[Referring expression data]
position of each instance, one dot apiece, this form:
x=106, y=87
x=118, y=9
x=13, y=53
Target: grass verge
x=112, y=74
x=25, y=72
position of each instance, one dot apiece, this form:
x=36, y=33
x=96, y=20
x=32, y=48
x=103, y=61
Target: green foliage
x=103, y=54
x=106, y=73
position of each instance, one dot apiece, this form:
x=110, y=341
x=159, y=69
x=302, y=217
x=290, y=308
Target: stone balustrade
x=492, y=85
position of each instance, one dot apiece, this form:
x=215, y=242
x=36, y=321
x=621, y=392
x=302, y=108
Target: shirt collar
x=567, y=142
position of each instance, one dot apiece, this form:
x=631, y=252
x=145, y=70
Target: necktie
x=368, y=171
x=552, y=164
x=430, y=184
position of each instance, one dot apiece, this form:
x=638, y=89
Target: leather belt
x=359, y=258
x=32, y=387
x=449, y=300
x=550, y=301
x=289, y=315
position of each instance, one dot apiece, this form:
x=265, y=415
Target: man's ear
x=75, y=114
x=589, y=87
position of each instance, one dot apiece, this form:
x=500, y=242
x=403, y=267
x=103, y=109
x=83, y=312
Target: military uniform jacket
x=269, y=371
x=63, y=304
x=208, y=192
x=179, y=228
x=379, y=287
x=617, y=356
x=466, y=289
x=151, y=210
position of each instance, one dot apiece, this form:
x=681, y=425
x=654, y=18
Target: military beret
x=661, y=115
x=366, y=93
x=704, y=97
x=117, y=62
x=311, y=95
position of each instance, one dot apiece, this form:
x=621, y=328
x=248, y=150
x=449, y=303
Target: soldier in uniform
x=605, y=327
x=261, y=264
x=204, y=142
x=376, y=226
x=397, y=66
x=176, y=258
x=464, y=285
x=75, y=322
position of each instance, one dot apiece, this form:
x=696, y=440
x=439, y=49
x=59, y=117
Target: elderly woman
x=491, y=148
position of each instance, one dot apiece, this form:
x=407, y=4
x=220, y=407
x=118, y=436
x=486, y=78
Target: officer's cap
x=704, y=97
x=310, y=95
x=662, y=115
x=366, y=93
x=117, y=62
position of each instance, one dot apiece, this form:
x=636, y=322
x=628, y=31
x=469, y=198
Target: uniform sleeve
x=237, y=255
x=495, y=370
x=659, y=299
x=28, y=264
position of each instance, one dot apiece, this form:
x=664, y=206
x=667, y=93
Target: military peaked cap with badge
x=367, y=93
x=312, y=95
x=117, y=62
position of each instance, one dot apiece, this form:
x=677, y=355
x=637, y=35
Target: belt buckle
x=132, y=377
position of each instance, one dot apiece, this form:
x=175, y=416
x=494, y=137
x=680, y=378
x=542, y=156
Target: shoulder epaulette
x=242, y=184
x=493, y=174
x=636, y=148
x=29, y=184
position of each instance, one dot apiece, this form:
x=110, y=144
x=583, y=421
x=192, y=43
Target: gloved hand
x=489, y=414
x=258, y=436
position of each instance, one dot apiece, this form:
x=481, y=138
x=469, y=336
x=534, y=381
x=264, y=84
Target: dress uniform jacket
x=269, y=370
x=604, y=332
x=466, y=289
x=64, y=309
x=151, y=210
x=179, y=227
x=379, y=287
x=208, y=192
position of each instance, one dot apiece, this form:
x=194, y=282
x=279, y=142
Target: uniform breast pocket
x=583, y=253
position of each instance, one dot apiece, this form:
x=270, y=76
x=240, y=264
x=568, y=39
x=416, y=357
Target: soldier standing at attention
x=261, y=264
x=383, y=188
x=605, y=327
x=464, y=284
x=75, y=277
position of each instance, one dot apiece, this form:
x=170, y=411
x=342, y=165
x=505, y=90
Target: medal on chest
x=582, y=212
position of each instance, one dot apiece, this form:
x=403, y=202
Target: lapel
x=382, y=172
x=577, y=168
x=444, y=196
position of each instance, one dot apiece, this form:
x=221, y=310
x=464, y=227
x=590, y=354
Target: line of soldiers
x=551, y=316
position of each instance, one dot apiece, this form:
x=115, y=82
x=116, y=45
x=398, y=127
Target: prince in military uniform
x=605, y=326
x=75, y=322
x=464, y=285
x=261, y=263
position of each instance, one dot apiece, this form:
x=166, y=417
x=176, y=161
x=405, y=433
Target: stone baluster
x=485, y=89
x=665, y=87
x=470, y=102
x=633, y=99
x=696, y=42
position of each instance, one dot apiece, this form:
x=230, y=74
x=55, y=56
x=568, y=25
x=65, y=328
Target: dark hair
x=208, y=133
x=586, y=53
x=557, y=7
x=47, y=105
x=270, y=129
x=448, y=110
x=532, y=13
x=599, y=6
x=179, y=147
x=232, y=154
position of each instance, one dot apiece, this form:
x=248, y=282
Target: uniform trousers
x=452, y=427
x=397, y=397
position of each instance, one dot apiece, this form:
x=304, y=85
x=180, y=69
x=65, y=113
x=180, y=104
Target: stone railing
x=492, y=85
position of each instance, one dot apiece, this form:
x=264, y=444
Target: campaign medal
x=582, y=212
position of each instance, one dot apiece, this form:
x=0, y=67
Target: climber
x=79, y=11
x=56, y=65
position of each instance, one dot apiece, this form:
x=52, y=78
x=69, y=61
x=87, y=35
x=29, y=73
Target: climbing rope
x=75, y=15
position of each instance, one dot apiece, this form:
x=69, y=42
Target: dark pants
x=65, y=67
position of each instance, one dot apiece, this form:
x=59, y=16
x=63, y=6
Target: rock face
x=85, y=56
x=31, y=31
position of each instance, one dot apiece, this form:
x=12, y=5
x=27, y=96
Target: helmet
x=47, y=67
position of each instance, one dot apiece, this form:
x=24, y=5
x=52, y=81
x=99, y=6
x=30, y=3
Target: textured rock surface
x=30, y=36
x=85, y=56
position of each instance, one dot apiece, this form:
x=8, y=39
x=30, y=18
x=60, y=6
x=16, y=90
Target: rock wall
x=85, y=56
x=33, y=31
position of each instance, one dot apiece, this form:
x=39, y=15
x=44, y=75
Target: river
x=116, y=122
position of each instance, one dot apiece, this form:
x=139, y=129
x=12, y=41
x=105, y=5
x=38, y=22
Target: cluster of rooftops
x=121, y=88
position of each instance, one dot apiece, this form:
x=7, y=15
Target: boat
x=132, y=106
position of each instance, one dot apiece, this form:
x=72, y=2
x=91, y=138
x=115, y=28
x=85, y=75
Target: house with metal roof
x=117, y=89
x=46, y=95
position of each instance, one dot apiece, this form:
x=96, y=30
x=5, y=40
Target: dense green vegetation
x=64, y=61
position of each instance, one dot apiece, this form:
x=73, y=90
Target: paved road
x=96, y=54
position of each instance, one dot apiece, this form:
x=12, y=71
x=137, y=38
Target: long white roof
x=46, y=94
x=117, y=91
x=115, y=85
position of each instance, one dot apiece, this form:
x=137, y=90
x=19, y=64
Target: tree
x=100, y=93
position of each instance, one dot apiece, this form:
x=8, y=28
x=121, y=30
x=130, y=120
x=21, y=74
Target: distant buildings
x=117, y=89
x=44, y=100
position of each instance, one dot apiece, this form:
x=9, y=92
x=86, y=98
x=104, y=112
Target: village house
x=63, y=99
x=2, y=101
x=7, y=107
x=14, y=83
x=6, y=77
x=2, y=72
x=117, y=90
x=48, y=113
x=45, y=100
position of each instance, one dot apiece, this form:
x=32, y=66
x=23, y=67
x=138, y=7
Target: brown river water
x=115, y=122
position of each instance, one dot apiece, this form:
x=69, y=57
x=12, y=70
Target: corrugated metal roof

How to complete this task
Write the data out again in full and exactly.

Response
position of each instance, one dot apiece, this form:
x=106, y=87
x=118, y=9
x=13, y=53
Target: grass verge
x=112, y=74
x=25, y=72
position of each instance, one dot apiece, this form:
x=36, y=33
x=96, y=20
x=32, y=48
x=103, y=61
Target: green foliage
x=103, y=54
x=106, y=73
position of each instance, one dot apiece, this form:
x=110, y=341
x=159, y=69
x=302, y=217
x=290, y=308
Target: stone balustrade
x=492, y=85
position of each instance, one dot apiece, this form:
x=215, y=242
x=36, y=321
x=621, y=392
x=302, y=108
Target: shirt collar
x=567, y=142
position of each instance, one dot apiece, this form:
x=631, y=252
x=145, y=70
Target: necktie
x=368, y=171
x=552, y=164
x=430, y=184
position of each instance, one dot apiece, this form:
x=638, y=89
Target: leather belt
x=359, y=258
x=32, y=387
x=449, y=300
x=550, y=301
x=289, y=315
position of each instance, one dot apiece, this form:
x=265, y=415
Target: man's ear
x=75, y=114
x=589, y=87
position of each instance, one dot apiece, this form:
x=500, y=242
x=403, y=267
x=103, y=109
x=83, y=312
Target: military uniform jacket
x=269, y=371
x=63, y=304
x=208, y=192
x=179, y=228
x=379, y=287
x=617, y=356
x=466, y=289
x=151, y=210
position of each instance, one dot apiece, this form:
x=681, y=425
x=654, y=18
Target: military beret
x=661, y=115
x=366, y=93
x=704, y=97
x=117, y=62
x=311, y=95
position of each instance, one dot apiece, this form:
x=621, y=328
x=248, y=150
x=449, y=303
Target: soldier in uniform
x=605, y=327
x=261, y=264
x=204, y=142
x=376, y=226
x=397, y=66
x=176, y=258
x=464, y=285
x=75, y=322
position of each instance, one dot apiece, this form:
x=696, y=440
x=439, y=49
x=59, y=117
Target: elderly woman
x=491, y=148
position of each instance, one dot apiece, this form:
x=407, y=4
x=220, y=407
x=118, y=436
x=486, y=78
Target: officer's cap
x=704, y=97
x=310, y=95
x=662, y=115
x=366, y=93
x=117, y=62
position of each instance, one dot apiece, this form:
x=636, y=322
x=628, y=31
x=469, y=198
Target: uniform sleeve
x=237, y=255
x=495, y=370
x=659, y=299
x=28, y=264
position of each instance, one dot apiece, this form:
x=664, y=206
x=667, y=93
Target: military peaked cap with badge
x=367, y=93
x=312, y=95
x=117, y=62
position of each instance, one dot apiece, this form:
x=677, y=355
x=637, y=35
Target: belt buckle
x=132, y=377
position of each instance, one dot apiece, this form:
x=175, y=416
x=494, y=137
x=680, y=378
x=542, y=156
Target: shoulder epaulette
x=242, y=184
x=493, y=174
x=636, y=148
x=29, y=184
position of each instance, one dot apiece, this form:
x=110, y=144
x=583, y=421
x=192, y=43
Target: gloved hand
x=489, y=414
x=258, y=436
position of each instance, one dot apiece, this form:
x=481, y=138
x=469, y=336
x=534, y=381
x=264, y=84
Target: dress uniform jacket
x=269, y=370
x=604, y=332
x=466, y=289
x=64, y=309
x=151, y=210
x=179, y=227
x=379, y=287
x=208, y=192
position of each instance, one dot apiece, this form:
x=194, y=282
x=279, y=142
Target: uniform breast pocket
x=583, y=253
position of each instance, one dot apiece, this form:
x=270, y=76
x=240, y=264
x=568, y=39
x=416, y=357
Target: soldier standing at attention
x=261, y=264
x=383, y=188
x=605, y=327
x=464, y=284
x=75, y=277
position of each instance, one dot apiece, this form:
x=170, y=411
x=342, y=165
x=505, y=90
Target: medal on chest
x=582, y=212
position of each instance, one dot apiece, this form:
x=403, y=202
Target: lapel
x=382, y=172
x=577, y=168
x=444, y=196
position of each instance, one dot apiece, this form:
x=221, y=310
x=464, y=227
x=590, y=354
Target: line of soldiers
x=551, y=316
position of each instance, one dot apiece, this form:
x=115, y=82
x=116, y=45
x=398, y=127
Target: prince in military uniform
x=605, y=326
x=75, y=322
x=464, y=285
x=261, y=263
position of each instance, one dot apiece, this form:
x=166, y=417
x=176, y=161
x=405, y=433
Target: stone baluster
x=485, y=89
x=665, y=87
x=470, y=102
x=633, y=99
x=696, y=42
position of each instance, one dot apiece, this form:
x=230, y=74
x=55, y=56
x=568, y=25
x=65, y=328
Target: dark hair
x=208, y=133
x=586, y=53
x=557, y=7
x=47, y=105
x=270, y=129
x=448, y=110
x=532, y=13
x=599, y=6
x=179, y=147
x=232, y=154
position of each instance, one dot apiece, this form:
x=248, y=282
Target: uniform trousers
x=452, y=427
x=397, y=397
position of each instance, one dot apiece, this form:
x=304, y=85
x=180, y=69
x=65, y=113
x=180, y=104
Target: stone railing
x=492, y=85
position of each instance, one dot apiece, this form:
x=264, y=444
Target: campaign medal
x=582, y=212
position of each instance, one dot apiece, this form:
x=0, y=67
Target: climber
x=79, y=11
x=56, y=65
position of each instance, one dot apiece, this form:
x=52, y=78
x=69, y=61
x=87, y=35
x=29, y=73
Target: climbing rope
x=75, y=15
position of each instance, one dot apiece, this form:
x=69, y=42
Target: dark pants
x=65, y=67
position of each instance, one dot apiece, this form:
x=59, y=16
x=63, y=6
Target: rock face
x=85, y=56
x=31, y=31
position of each instance, one dot apiece, this form:
x=12, y=5
x=27, y=96
Target: helmet
x=47, y=67
position of each instance, one dot apiece, this form:
x=24, y=5
x=52, y=81
x=99, y=6
x=30, y=3
Target: textured rock surface
x=30, y=36
x=85, y=56
position of each instance, one dot apiece, this form:
x=8, y=39
x=30, y=18
x=60, y=6
x=16, y=90
Target: rock wall
x=85, y=56
x=33, y=31
position of each instance, one dot apiece, this form:
x=39, y=15
x=44, y=75
Target: river
x=116, y=122
position of each instance, one dot apiece, this form:
x=139, y=129
x=12, y=41
x=105, y=5
x=38, y=22
Target: cluster of rooftops
x=121, y=88
position of each instance, one dot apiece, this form:
x=7, y=15
Target: boat
x=132, y=106
position of each instance, one dot apiece, this form:
x=72, y=2
x=91, y=138
x=115, y=28
x=85, y=75
Target: house with metal roof
x=117, y=89
x=46, y=95
position of each instance, one dot apiece, this form:
x=96, y=30
x=5, y=40
Target: dense green vegetation
x=64, y=61
position of each instance, one dot apiece, this form:
x=73, y=90
Target: paved road
x=96, y=54
position of each instance, one dot apiece, this form:
x=12, y=71
x=137, y=38
Target: long white roof
x=46, y=94
x=117, y=91
x=115, y=85
position of each instance, one dot apiece, this form:
x=137, y=90
x=19, y=64
Target: tree
x=100, y=93
position of each instance, one dot apiece, this form:
x=8, y=28
x=121, y=30
x=130, y=120
x=21, y=74
Target: distant buildings
x=117, y=89
x=44, y=100
position of each instance, one dot apiece, this form:
x=9, y=92
x=86, y=98
x=104, y=112
Target: village house
x=63, y=99
x=2, y=101
x=7, y=107
x=14, y=83
x=6, y=77
x=2, y=72
x=117, y=90
x=48, y=113
x=45, y=100
position of each instance, one dot apiece, this form:
x=32, y=66
x=23, y=67
x=138, y=7
Target: brown river water
x=115, y=122
position of each instance, one dot apiece, this form:
x=69, y=57
x=12, y=70
Target: corrugated metal roof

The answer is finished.